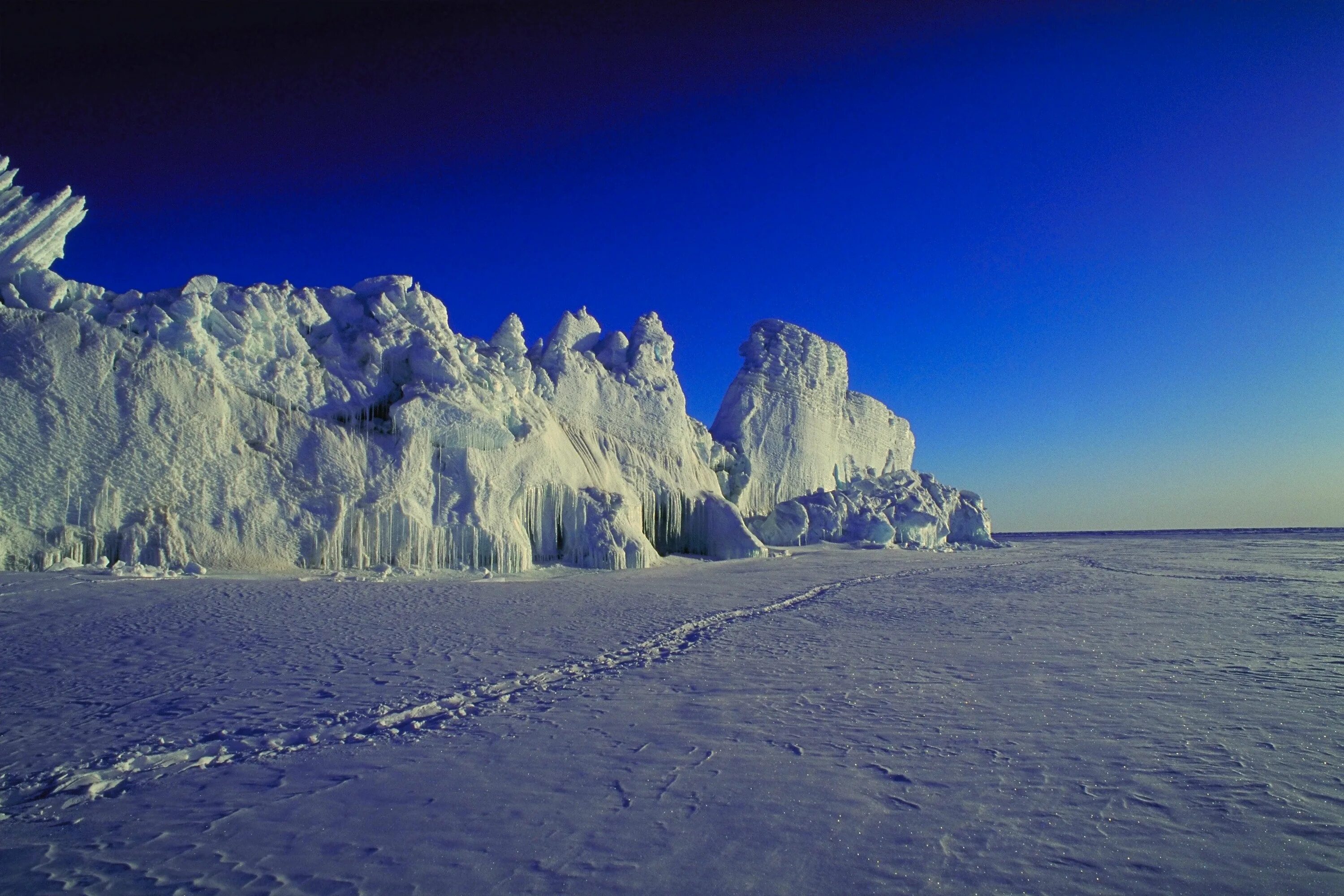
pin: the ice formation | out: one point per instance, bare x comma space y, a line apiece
269, 426
791, 425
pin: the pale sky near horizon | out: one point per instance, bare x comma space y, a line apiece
1093, 252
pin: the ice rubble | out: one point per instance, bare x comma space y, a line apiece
268, 426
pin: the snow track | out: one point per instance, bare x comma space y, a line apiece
45, 794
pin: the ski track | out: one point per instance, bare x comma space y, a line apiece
39, 797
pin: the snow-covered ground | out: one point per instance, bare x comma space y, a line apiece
1072, 715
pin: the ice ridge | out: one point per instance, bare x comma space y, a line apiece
272, 426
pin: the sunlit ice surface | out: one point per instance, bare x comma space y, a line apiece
1086, 714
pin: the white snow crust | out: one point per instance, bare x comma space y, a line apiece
1073, 715
269, 426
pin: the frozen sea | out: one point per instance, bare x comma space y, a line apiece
1070, 715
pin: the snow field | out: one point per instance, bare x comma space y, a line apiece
1077, 715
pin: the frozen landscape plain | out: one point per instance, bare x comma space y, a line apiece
1097, 715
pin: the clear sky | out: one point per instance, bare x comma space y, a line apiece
1093, 252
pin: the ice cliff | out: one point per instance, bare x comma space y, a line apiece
269, 426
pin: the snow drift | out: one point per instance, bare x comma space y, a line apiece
271, 426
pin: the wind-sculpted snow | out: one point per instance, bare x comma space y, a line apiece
37, 796
791, 424
33, 236
1078, 715
272, 426
904, 508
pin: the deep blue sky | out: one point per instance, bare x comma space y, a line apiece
1093, 252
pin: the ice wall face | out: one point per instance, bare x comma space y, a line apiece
791, 425
268, 426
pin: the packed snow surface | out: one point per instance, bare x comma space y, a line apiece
272, 426
1092, 715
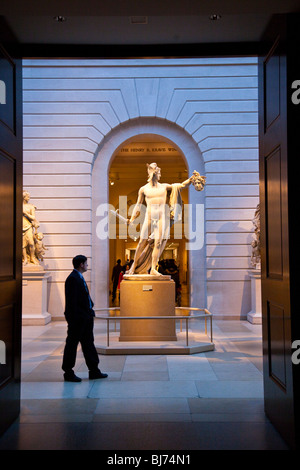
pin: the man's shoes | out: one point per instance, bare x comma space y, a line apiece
71, 377
97, 375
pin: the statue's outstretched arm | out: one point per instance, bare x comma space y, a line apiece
137, 207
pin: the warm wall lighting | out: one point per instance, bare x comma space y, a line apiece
60, 19
215, 17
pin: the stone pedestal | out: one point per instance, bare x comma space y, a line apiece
254, 316
34, 292
146, 296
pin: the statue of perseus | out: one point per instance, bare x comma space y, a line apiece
157, 223
256, 248
33, 248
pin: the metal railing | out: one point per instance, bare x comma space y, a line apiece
188, 317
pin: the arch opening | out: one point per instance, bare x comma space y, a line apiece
121, 162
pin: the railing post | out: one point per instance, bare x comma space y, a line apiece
107, 331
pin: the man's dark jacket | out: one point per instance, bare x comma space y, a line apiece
77, 298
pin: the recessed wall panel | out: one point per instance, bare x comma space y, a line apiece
274, 215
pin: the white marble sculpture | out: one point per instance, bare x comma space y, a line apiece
33, 248
255, 256
156, 225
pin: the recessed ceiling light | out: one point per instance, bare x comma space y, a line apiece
60, 19
138, 19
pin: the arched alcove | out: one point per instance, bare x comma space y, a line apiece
109, 147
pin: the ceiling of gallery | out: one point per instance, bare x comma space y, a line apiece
141, 22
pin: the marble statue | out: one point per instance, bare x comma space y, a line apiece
255, 255
32, 240
156, 225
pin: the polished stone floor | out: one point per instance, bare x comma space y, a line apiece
204, 401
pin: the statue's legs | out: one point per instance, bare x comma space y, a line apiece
142, 243
158, 229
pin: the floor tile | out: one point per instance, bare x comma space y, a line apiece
205, 401
136, 389
142, 405
230, 389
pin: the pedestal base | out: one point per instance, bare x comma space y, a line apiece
34, 291
254, 316
147, 297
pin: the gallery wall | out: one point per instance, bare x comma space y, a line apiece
72, 106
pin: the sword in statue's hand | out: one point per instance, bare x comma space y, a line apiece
120, 217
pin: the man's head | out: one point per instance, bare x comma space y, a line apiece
153, 171
80, 263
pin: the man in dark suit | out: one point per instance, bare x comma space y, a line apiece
79, 314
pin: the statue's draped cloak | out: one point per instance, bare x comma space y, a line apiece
174, 203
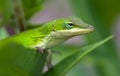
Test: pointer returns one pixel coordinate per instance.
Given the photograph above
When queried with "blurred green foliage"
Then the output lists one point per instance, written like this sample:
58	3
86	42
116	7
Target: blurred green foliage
101	14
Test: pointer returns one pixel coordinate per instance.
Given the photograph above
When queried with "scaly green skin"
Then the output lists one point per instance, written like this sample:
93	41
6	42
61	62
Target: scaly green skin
51	33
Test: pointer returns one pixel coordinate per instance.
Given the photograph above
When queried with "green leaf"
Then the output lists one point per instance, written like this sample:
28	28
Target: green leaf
69	62
15	60
6	9
31	7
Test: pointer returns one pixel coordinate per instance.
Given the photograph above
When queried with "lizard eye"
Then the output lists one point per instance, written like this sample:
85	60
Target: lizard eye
68	25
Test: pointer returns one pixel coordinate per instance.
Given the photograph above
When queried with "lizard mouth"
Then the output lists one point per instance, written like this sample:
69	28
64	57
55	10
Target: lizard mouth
72	32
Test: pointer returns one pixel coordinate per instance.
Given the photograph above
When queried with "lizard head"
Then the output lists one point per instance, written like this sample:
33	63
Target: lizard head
67	28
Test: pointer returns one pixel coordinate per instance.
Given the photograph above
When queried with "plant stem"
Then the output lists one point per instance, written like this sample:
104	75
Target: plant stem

Prompt: Take from the listing every line in which the word "queried" appears.

Task output:
When queried with "blurred green foliage"
When queried with "scaly green skin"
When queried with "green leaf"
When queried with "lizard eye"
When queried with "lizard mouth"
When queried with "lizard head"
When queried with "plant stem"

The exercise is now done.